(LEESFRAGMENT):
Er werd nog gevraagd of ik voorbeelden wilde noemen waar dit misschien toch relevant zou kunnen zijn, maar die sla ik dan ook maar meteen over, gezien de vorige opmerking.
Mevrouw Beckerman vroeg ook nog naar het Aarhus-rapport, maar ik denk dat hiermee eigenlijk wel een antwoord in de juiste richting is gegeven.
Dan kom ik bij de drie beperkingsgronden waarbij de archivaris niet kan beslissen. Daar hebben we het over gehad. Dat ging over die grote belangen.

(BRONGEGEVENS):

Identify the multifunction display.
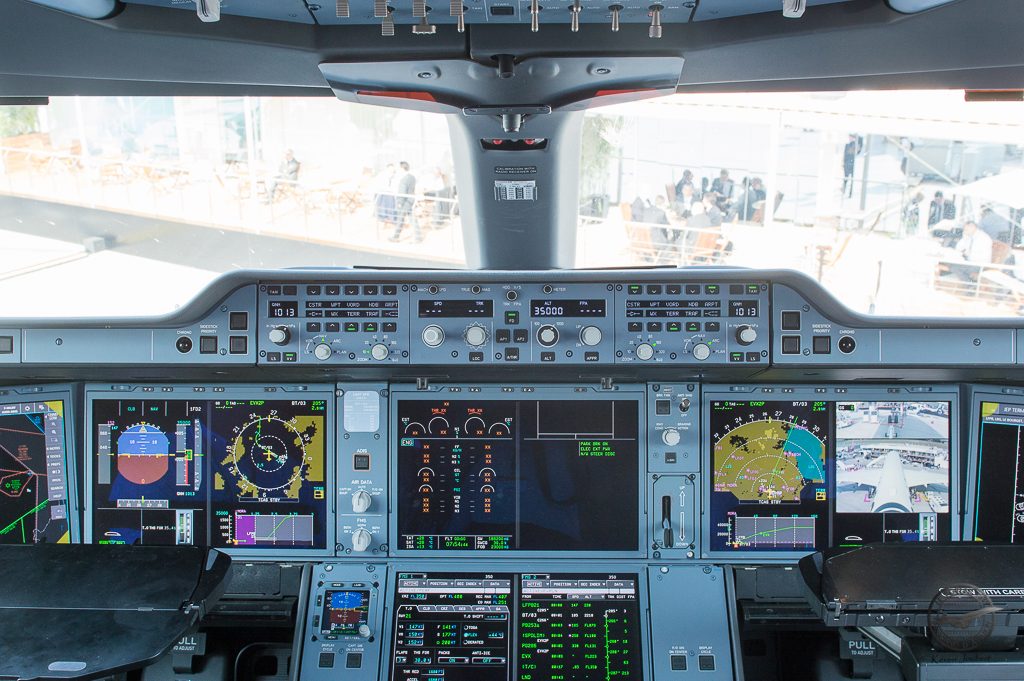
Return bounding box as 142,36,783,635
321,590,370,640
395,398,640,551
91,396,330,550
390,572,643,681
0,399,71,544
709,399,951,551
974,401,1024,544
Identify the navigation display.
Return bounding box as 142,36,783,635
710,399,952,552
91,398,329,550
711,401,830,551
0,399,72,544
974,401,1024,544
396,399,640,551
390,572,643,681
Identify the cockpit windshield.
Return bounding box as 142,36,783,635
6,91,1024,316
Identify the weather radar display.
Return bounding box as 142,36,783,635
91,399,327,549
0,399,70,544
711,400,829,551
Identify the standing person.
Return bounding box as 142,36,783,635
676,170,696,200
676,184,697,217
643,195,679,262
374,163,395,231
700,191,722,227
263,150,302,204
949,220,992,282
928,190,956,227
843,134,860,199
389,161,423,244
978,205,1010,244
711,168,735,209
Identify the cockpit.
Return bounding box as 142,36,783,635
0,0,1024,681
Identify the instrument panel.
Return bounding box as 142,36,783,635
0,270,1024,681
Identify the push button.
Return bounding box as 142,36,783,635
227,312,249,331
199,336,217,354
782,310,800,331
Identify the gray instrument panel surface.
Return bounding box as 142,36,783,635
6,268,1024,372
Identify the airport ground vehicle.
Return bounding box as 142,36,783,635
0,0,1024,681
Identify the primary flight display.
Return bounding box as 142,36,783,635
0,399,71,544
91,398,329,549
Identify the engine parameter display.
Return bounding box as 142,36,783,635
396,399,640,551
0,399,71,544
91,398,328,549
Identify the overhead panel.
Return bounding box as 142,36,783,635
117,0,848,27
687,0,848,22
127,0,313,24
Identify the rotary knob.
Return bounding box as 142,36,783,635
462,324,487,347
580,327,604,346
370,343,391,361
420,324,444,347
267,327,292,345
352,527,374,553
537,324,558,347
736,324,758,345
352,490,373,513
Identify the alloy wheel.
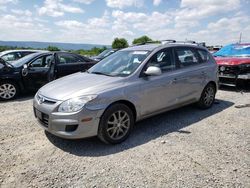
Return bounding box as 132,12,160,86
204,87,214,106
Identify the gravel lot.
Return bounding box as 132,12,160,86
0,88,250,188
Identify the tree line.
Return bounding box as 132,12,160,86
0,35,157,56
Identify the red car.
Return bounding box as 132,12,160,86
213,43,250,86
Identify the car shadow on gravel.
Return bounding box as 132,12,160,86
220,84,250,93
45,100,234,157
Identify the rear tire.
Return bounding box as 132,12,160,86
98,103,134,144
198,83,216,109
0,80,20,101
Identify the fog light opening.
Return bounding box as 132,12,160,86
82,117,93,122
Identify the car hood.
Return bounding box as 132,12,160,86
215,57,250,65
38,73,124,100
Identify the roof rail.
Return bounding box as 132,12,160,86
132,39,205,46
132,41,160,46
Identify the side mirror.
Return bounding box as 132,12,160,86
144,66,162,76
22,64,29,76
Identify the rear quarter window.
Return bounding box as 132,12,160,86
175,47,200,67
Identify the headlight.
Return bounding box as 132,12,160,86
58,95,97,113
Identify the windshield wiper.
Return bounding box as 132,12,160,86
89,71,113,76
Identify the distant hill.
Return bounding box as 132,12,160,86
0,41,110,50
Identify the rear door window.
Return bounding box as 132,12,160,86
58,54,84,64
146,48,175,72
175,48,200,68
197,50,210,63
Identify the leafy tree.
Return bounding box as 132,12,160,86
46,46,60,51
133,35,153,44
112,38,128,49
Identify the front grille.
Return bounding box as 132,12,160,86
219,65,240,76
43,99,56,104
36,94,57,104
34,108,49,127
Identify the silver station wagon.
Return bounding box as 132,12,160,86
34,41,218,144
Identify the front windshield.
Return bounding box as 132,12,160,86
97,49,113,58
88,51,149,77
11,53,39,67
213,44,250,57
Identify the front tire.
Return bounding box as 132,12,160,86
98,103,134,144
198,83,216,109
0,81,19,100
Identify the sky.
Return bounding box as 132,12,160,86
0,0,250,45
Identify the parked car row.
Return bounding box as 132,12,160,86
0,52,96,100
213,43,250,86
0,50,47,62
0,41,250,144
33,43,218,144
91,49,117,61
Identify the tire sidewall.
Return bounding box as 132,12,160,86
199,83,216,109
98,103,134,144
0,81,20,101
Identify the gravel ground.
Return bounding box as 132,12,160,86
0,86,250,188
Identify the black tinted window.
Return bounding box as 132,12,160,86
197,50,210,63
29,55,52,67
58,54,83,64
176,48,199,67
2,52,22,61
147,49,175,72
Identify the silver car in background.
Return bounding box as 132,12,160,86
34,42,218,144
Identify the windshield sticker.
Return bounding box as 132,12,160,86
122,71,131,74
133,58,142,63
133,51,148,55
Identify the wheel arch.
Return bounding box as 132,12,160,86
205,81,218,92
106,100,137,121
0,78,24,91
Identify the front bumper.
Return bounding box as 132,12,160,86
219,65,250,85
33,98,104,139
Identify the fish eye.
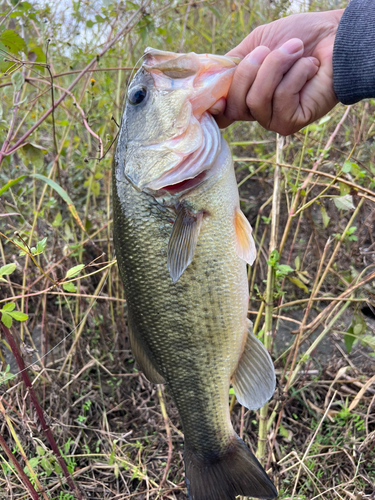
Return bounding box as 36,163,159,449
128,86,147,106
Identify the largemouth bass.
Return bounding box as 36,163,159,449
113,49,277,500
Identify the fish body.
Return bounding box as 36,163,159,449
113,50,277,500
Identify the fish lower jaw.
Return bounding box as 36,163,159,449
150,170,208,198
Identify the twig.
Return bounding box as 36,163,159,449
0,434,40,500
257,135,285,462
0,314,84,500
158,385,173,488
0,0,151,165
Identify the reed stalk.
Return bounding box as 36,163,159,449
256,135,285,463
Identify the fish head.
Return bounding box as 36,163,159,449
116,48,239,197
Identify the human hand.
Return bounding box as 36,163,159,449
210,10,344,135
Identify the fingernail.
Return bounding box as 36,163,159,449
308,57,320,67
245,46,270,66
280,38,303,55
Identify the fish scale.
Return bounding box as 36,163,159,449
113,49,277,500
114,148,247,453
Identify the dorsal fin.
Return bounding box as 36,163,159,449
234,208,257,265
167,207,203,283
232,321,276,410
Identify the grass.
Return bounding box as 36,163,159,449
0,0,375,500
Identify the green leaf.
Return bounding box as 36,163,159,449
318,115,331,125
287,276,309,293
10,71,25,92
0,30,26,54
65,264,85,278
36,446,46,457
333,194,355,210
1,313,13,328
294,255,301,271
63,283,77,293
52,212,62,227
320,205,331,227
276,264,293,277
40,457,53,477
342,161,352,174
34,237,47,255
361,335,375,350
267,250,280,267
0,175,27,196
9,311,29,321
29,174,86,233
2,302,16,312
29,457,39,469
0,264,17,281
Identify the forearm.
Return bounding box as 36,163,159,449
333,0,375,104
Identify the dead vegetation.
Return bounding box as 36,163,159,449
0,0,375,500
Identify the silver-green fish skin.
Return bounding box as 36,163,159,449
113,47,277,500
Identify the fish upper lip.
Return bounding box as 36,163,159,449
143,113,221,194
150,169,208,197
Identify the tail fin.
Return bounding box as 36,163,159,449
184,436,277,500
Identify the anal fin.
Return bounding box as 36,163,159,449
128,325,165,384
167,207,203,283
234,208,257,266
232,321,276,410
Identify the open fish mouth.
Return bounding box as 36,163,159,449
124,49,239,196
144,112,222,194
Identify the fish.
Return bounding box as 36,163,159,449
113,48,277,500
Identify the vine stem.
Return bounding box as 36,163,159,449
257,134,285,463
0,434,40,500
0,313,84,500
0,0,151,164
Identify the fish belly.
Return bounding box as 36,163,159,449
114,162,248,457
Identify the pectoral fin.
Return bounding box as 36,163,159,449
167,207,203,283
234,208,257,265
128,325,165,384
232,321,276,410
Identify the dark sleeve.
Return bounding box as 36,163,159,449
333,0,375,104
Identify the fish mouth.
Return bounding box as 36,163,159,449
124,49,238,196
156,170,208,196
144,112,222,195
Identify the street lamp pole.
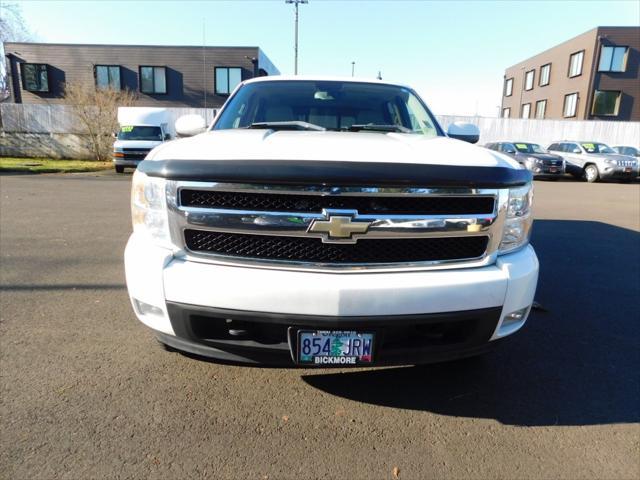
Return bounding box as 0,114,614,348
285,0,309,75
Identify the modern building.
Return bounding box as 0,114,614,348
4,42,279,108
502,27,640,121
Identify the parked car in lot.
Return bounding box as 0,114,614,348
125,76,538,367
611,145,640,157
485,142,565,178
548,140,638,183
112,107,175,173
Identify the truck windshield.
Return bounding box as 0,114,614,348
118,125,162,141
214,80,442,137
580,143,616,153
515,143,545,153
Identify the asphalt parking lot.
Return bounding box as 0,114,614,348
0,173,640,479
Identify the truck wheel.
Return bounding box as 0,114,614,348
584,165,600,183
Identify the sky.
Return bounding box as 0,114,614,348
2,0,640,116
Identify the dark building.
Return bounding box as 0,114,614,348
502,27,640,121
4,42,279,108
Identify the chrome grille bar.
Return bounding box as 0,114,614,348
167,181,508,272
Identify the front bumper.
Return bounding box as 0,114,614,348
125,235,538,365
528,165,566,178
600,166,640,180
113,157,142,167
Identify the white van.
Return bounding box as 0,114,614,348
113,107,175,173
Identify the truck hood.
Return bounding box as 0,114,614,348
113,140,162,150
587,153,636,162
519,153,562,163
147,129,522,169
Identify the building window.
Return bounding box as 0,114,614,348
524,70,536,90
95,65,121,90
504,78,513,97
215,67,242,95
140,67,167,94
591,90,620,116
20,63,49,92
569,50,584,77
598,45,629,72
536,100,547,118
562,93,578,117
540,63,551,87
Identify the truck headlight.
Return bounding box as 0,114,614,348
499,183,533,254
131,170,171,248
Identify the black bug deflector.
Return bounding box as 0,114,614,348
138,160,533,188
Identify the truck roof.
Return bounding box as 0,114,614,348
242,75,412,89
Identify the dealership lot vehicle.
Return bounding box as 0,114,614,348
125,77,538,366
611,145,640,157
113,107,175,173
485,142,565,178
0,172,640,480
547,140,639,183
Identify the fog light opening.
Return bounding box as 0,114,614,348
498,305,531,336
133,298,164,317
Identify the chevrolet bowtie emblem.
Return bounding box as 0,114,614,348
307,210,370,243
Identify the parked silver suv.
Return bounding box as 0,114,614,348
547,140,638,183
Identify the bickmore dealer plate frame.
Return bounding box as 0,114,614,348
290,329,376,366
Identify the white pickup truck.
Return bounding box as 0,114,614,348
125,77,538,366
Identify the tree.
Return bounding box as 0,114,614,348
64,84,136,161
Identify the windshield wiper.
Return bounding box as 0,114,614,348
345,123,415,133
247,120,326,132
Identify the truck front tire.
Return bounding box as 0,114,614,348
584,165,600,183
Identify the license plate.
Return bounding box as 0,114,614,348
297,330,374,366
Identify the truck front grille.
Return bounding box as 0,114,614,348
180,189,495,215
167,181,509,273
184,229,489,264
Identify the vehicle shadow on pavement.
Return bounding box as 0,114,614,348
303,220,640,426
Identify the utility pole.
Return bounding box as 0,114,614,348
202,19,207,109
284,0,309,75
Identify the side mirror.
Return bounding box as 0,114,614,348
175,114,207,137
447,122,480,143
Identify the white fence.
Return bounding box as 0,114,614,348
0,103,640,146
438,115,640,147
0,103,218,134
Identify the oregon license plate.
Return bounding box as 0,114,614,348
297,330,374,366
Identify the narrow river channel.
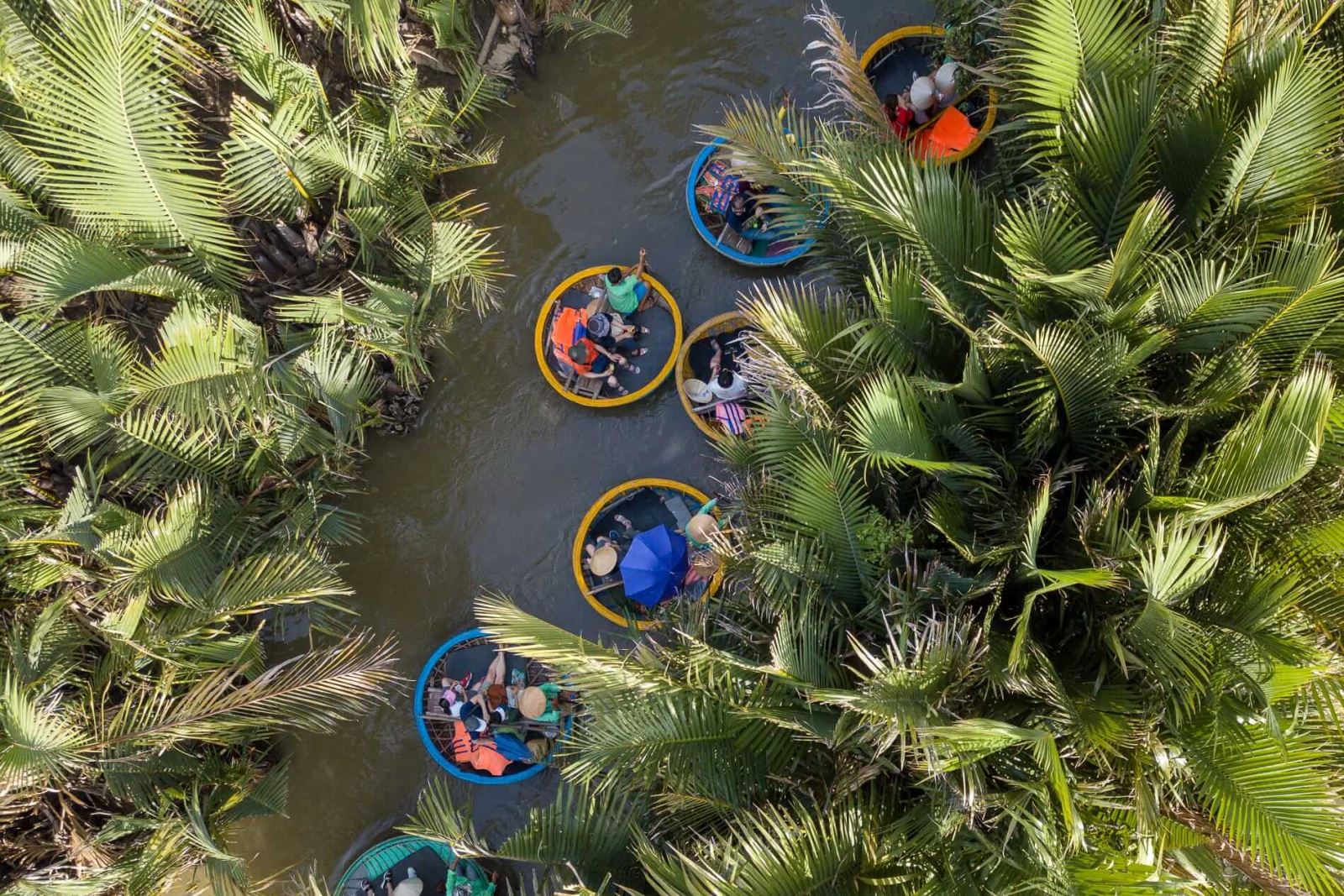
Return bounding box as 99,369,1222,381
238,0,934,881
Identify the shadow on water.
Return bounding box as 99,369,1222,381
238,0,932,880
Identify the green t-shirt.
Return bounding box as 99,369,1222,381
602,274,640,314
536,681,560,721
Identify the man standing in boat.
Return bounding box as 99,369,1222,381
602,249,661,317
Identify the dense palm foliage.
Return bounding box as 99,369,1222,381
0,0,610,894
412,0,1344,896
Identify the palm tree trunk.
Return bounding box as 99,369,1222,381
1163,806,1312,896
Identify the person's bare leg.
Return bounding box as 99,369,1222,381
481,650,506,693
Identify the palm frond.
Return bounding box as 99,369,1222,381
20,4,240,285
1181,728,1344,893
546,0,630,47
85,634,395,752
808,3,890,133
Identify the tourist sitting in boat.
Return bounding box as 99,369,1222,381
602,249,649,317
706,334,748,401
551,307,640,395
438,649,522,733
452,704,512,775
586,312,649,358
567,340,640,395
583,513,636,582
882,90,916,139
723,190,766,238
517,681,574,724
360,865,425,896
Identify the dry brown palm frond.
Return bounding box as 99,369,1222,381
808,3,889,130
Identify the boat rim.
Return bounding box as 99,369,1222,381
685,137,817,267
412,627,574,786
334,834,486,892
858,25,999,165
571,477,723,631
533,265,681,407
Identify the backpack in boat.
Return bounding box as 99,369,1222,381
695,161,742,215
551,307,596,374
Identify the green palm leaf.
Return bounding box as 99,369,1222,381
85,634,395,752
849,375,990,475
1181,728,1344,893
1219,41,1344,233
13,3,240,284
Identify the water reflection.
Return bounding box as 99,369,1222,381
239,0,932,878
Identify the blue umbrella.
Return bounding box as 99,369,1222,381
621,524,690,607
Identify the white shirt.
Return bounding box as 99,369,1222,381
708,374,748,401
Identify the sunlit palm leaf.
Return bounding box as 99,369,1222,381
22,4,240,284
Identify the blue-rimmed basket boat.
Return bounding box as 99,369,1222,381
415,629,574,786
332,834,495,896
685,137,817,267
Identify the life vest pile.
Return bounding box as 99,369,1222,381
551,307,596,374
453,721,509,775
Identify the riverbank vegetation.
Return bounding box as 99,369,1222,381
419,0,1344,896
0,0,621,896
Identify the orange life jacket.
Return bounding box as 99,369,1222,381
453,721,508,775
551,307,596,374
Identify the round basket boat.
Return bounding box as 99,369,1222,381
415,629,574,786
573,478,723,630
533,265,681,407
860,25,999,165
685,137,817,267
676,312,751,442
332,834,495,896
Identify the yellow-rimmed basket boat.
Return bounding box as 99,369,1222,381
858,25,999,165
676,312,751,442
533,265,681,407
571,478,723,631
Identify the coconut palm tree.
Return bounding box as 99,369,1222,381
0,2,513,893
400,0,1344,896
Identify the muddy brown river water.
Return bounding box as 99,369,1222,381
238,0,936,881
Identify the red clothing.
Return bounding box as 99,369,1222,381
891,106,916,139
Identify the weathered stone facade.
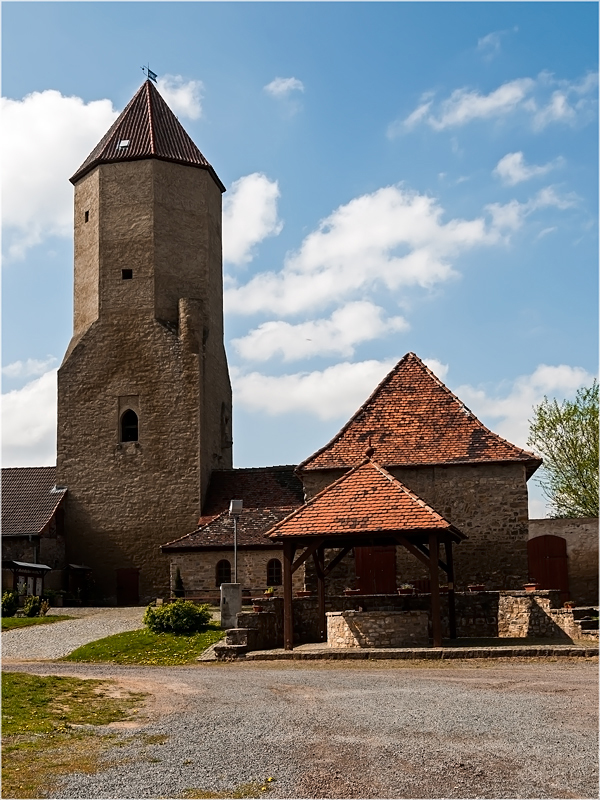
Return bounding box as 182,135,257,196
57,158,232,602
170,548,303,598
529,518,598,605
327,611,429,647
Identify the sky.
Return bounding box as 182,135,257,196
1,2,598,517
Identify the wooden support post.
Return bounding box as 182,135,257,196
283,541,295,650
429,533,442,647
444,537,456,639
313,545,327,642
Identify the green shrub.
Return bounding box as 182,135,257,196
23,595,41,617
2,592,19,617
144,600,211,633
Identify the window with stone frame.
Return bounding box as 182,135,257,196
121,408,139,442
267,558,283,586
215,558,231,588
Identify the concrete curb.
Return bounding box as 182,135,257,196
245,645,598,661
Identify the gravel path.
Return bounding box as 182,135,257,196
2,606,145,665
5,656,598,798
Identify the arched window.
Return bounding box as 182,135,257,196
267,558,282,586
215,558,231,586
121,408,138,442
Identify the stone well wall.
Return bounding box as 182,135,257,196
327,611,429,647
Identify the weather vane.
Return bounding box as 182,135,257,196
140,64,158,83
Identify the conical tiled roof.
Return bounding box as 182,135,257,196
298,353,541,474
70,80,225,192
267,459,466,540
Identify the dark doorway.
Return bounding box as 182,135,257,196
527,534,569,602
354,545,396,594
117,567,140,606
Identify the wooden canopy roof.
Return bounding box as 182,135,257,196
266,458,467,546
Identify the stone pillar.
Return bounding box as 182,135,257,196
221,583,242,629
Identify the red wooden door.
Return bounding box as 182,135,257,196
117,567,140,606
527,534,569,601
354,545,396,594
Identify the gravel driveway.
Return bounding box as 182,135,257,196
2,606,146,662
5,656,598,798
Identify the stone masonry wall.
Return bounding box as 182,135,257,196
169,548,302,597
327,611,429,647
57,159,231,602
529,517,598,605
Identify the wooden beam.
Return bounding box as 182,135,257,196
415,542,448,575
324,546,352,576
292,537,325,575
429,533,442,647
283,541,295,650
444,537,456,639
394,533,429,569
313,545,327,642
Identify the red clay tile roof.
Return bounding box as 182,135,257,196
161,465,304,552
202,464,304,517
2,467,67,536
161,508,290,553
298,353,541,475
70,80,225,192
267,459,466,539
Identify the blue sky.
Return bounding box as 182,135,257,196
2,2,598,515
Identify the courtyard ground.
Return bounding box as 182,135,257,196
5,656,598,798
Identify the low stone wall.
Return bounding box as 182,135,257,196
498,591,581,639
248,590,581,647
327,611,429,647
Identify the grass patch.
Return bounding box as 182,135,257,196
2,614,75,631
63,623,225,666
2,672,145,798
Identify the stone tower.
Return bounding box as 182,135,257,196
57,81,232,603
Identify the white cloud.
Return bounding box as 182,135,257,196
157,75,204,119
477,26,519,61
485,186,577,232
2,356,56,378
1,89,117,258
231,361,395,420
388,73,598,138
477,31,503,61
223,172,283,265
226,186,498,316
423,358,448,381
263,78,304,97
494,152,562,186
454,364,594,449
2,369,57,467
233,301,408,361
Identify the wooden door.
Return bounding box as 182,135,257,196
354,545,396,594
527,535,569,602
117,567,140,606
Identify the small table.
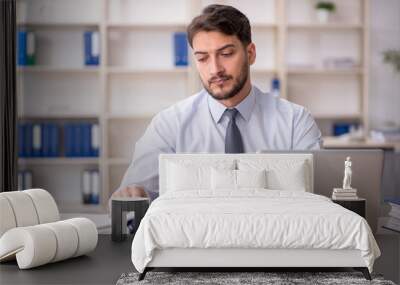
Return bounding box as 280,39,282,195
332,198,367,219
111,197,150,241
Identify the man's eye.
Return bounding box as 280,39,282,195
221,52,233,57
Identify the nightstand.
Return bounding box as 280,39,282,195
111,197,150,241
332,198,367,219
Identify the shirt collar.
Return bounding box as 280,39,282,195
206,86,256,124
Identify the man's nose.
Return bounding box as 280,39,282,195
209,57,224,76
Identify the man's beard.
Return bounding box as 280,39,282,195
202,61,249,100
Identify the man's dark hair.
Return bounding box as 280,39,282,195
187,4,251,47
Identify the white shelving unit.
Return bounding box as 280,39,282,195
17,0,368,212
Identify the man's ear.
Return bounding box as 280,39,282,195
246,43,256,65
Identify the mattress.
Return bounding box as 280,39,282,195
132,189,380,272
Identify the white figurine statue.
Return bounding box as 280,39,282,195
343,156,352,189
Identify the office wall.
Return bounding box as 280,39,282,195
369,0,400,127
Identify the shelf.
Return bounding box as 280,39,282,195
107,157,131,165
17,65,100,74
18,157,99,165
287,67,363,75
107,66,189,75
18,114,100,121
106,23,188,29
105,113,156,120
322,136,400,150
287,23,363,30
17,22,100,29
313,114,362,120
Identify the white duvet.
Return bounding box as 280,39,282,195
132,189,380,272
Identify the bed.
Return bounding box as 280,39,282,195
132,153,380,280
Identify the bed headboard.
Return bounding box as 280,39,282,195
159,153,314,195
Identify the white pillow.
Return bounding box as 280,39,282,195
238,159,311,191
236,169,267,189
211,168,236,190
211,168,266,190
267,162,307,192
166,158,235,191
167,163,210,191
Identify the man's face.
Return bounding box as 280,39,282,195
193,31,255,100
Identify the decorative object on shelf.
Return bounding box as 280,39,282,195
271,77,281,97
0,189,98,269
315,1,336,24
332,156,358,200
332,198,366,218
383,49,400,73
174,32,188,66
343,156,353,190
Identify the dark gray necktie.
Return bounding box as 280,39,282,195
225,109,244,153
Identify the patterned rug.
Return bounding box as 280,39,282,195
117,271,395,285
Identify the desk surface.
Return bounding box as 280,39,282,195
0,235,134,285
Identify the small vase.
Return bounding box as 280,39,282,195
317,9,330,24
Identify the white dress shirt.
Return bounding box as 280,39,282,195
120,86,321,199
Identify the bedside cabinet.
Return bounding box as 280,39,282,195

(OPDRACHTEN):
1. Geef bij elke bewering aan of die klopt met het leesfragment. Antwoord met ja of nee en citeer de woorden uit de tekst die de doorslag geven.
(a) Mevrouw Beckerman stelde een vraag over het Aarhus-rapport.
(b) De spreker geeft voorbeelden waar dit toch relevant zou kunnen zijn.
(c) Er zijn drie beperkingsgronden waarbij de archivaris niet kan beslissen.
2. Waarover ging het bij de beperkingsgronden volgens het leesfragment?

(ANTWOORDEN):
1.
(a) Ja: "Mevrouw Beckerman vroeg ook nog naar het Aarhus-rapport"
(b) Nee: "maar die sla ik dan ook maar meteen over"
(c) Ja: "de drie beperkingsgronden waarbij de archivaris niet kan beslissen"

2. Over die grote belangen.